Stated problem: Omit all pictures, then retype exactly the lines from the one that contains "Scouting task: drop one point on every instance of the blurred" through the end of the listing.

***** Records for this task

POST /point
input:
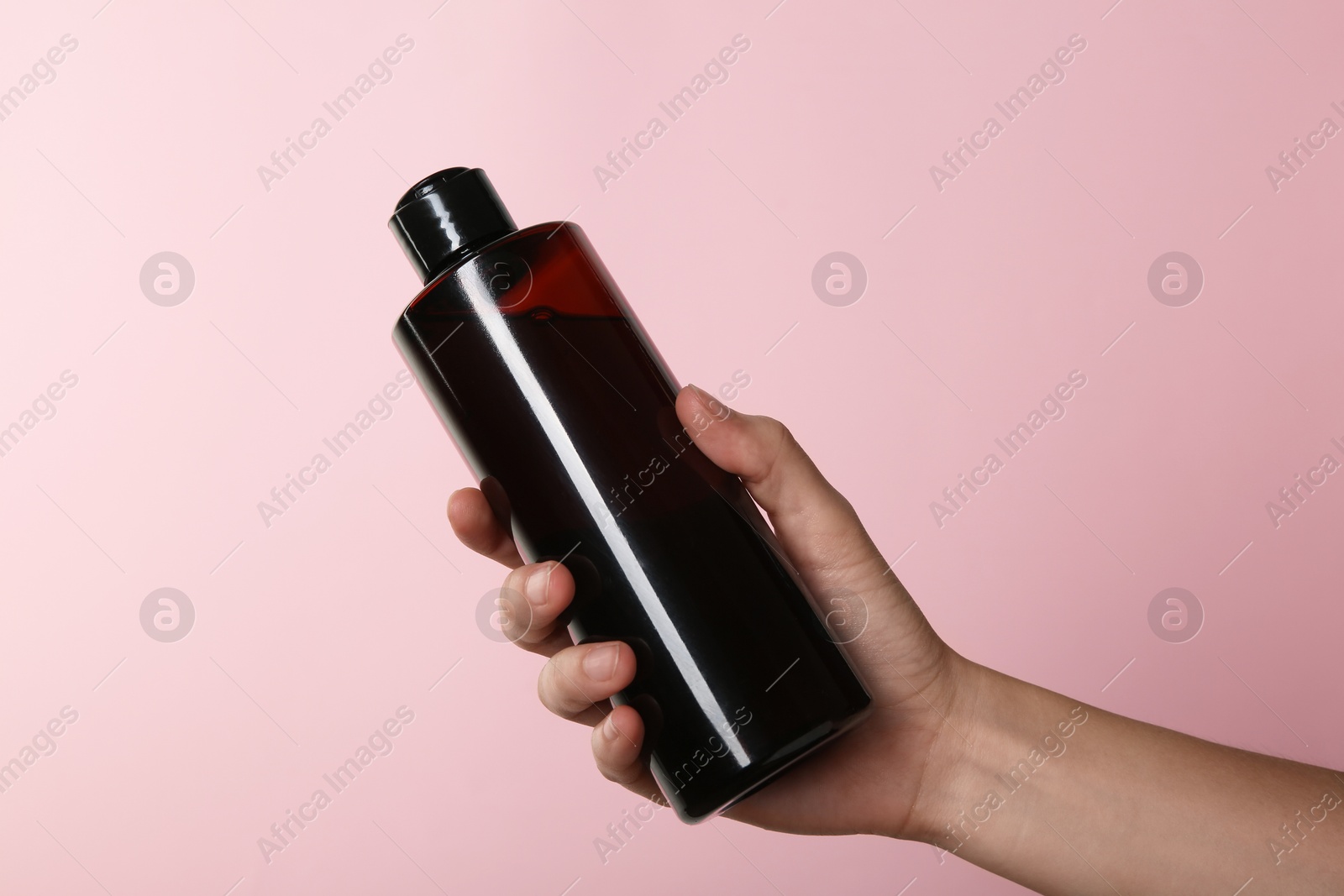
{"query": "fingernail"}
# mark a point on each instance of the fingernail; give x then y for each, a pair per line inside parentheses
(538, 584)
(600, 664)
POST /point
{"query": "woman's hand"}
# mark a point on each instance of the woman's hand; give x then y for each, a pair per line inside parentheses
(870, 779)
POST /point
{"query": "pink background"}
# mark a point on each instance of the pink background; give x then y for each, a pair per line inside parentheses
(312, 631)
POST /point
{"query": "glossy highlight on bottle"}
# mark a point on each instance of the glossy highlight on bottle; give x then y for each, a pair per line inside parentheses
(564, 411)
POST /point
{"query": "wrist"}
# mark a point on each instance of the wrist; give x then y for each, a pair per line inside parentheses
(944, 781)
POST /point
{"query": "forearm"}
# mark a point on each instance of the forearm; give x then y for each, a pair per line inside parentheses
(1066, 799)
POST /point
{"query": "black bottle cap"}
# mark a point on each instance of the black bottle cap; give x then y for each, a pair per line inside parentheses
(445, 215)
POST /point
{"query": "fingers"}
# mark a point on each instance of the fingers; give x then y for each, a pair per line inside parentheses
(816, 526)
(475, 526)
(578, 679)
(531, 602)
(577, 684)
(616, 748)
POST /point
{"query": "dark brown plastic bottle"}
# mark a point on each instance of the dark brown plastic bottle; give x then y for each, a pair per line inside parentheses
(564, 411)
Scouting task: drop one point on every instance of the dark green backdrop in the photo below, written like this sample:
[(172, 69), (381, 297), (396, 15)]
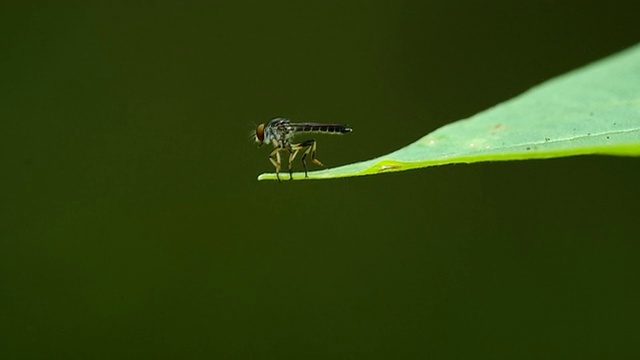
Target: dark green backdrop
[(132, 224)]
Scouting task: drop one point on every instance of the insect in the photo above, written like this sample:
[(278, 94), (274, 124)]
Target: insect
[(279, 132)]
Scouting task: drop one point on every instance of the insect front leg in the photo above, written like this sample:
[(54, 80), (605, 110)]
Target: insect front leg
[(274, 157)]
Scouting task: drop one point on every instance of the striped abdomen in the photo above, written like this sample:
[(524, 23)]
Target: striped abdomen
[(321, 128)]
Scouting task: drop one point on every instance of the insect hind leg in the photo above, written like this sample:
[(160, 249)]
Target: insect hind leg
[(310, 149)]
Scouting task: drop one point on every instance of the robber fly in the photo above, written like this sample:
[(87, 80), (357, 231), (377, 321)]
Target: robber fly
[(279, 132)]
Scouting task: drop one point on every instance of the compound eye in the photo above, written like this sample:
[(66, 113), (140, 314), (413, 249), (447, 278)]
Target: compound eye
[(260, 133)]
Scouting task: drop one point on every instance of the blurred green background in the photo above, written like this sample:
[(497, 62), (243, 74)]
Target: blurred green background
[(132, 224)]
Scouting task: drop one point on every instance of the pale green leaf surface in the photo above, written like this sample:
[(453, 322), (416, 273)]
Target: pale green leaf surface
[(591, 110)]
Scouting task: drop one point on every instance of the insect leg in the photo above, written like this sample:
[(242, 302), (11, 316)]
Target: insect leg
[(274, 157), (294, 149), (310, 146)]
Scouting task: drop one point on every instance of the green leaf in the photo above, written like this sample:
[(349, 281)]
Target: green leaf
[(591, 110)]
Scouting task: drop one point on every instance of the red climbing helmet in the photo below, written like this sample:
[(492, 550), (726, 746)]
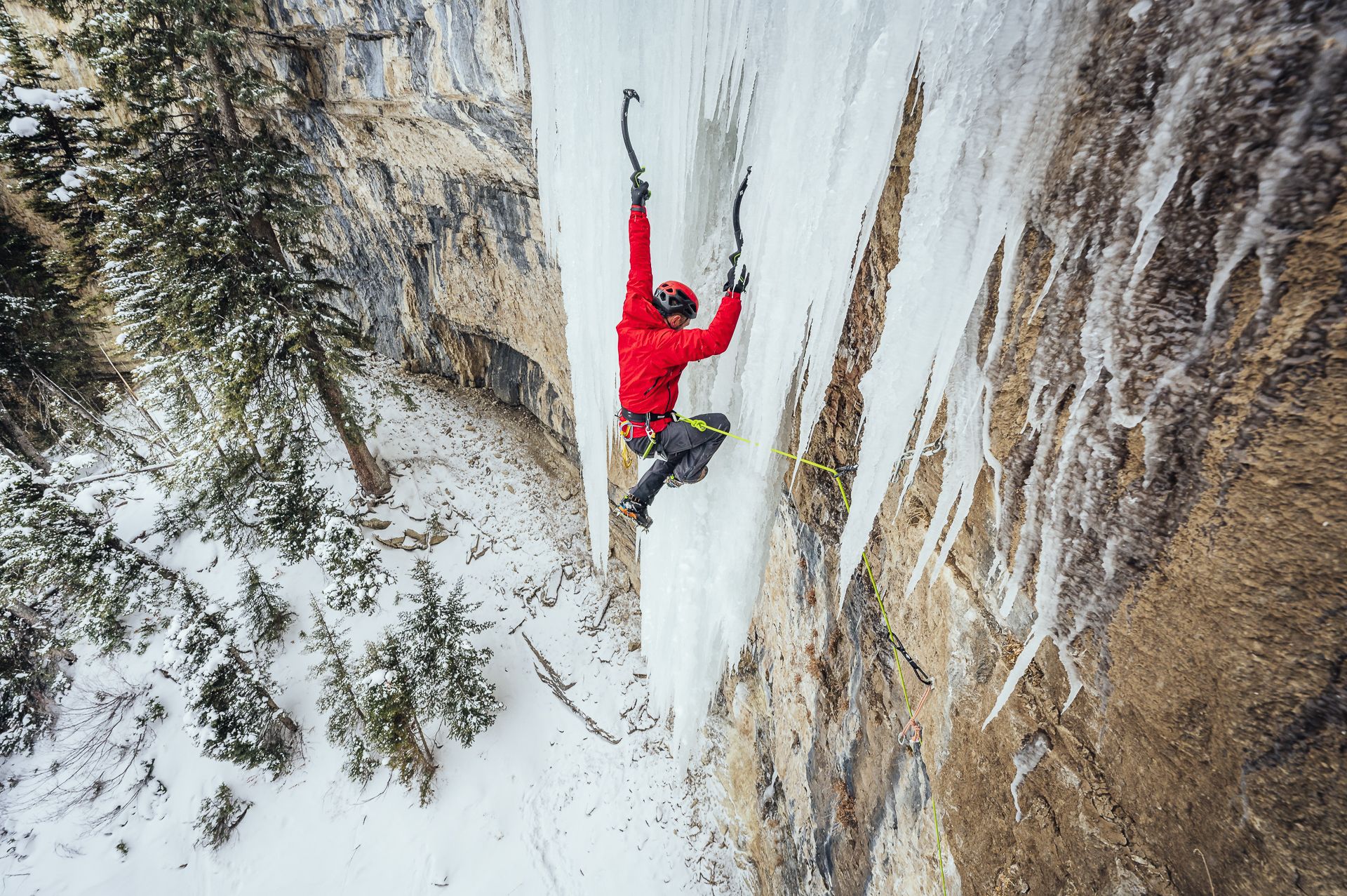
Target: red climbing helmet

**********

Task output:
Scouting task: drop one point on every instance of the blurred green background in the photo above, written like this sample:
[(497, 62), (243, 74)]
Target: blurred green background
[(132, 224)]
Scouting task: drop one point on every instance of the pale green leaf surface in the photo above, written like this sample:
[(453, 322), (416, 273)]
Target: pale green leaf surface
[(591, 110)]
Scouting task: drop one point on every instance of the insect leg in the photo above, written like this sample:
[(242, 302), (11, 316)]
Target: insect leg
[(274, 157), (294, 149), (310, 146)]
Scouting task: drop one point on every instance of the green leaf in the photo above, written like this sample:
[(349, 281)]
Target: green leaf
[(591, 110)]
Scouting task: drop one point on every instance of the red climbing helmet in the photo below, written like this sample:
[(492, 550), (726, 746)]
Target: red climbing helmet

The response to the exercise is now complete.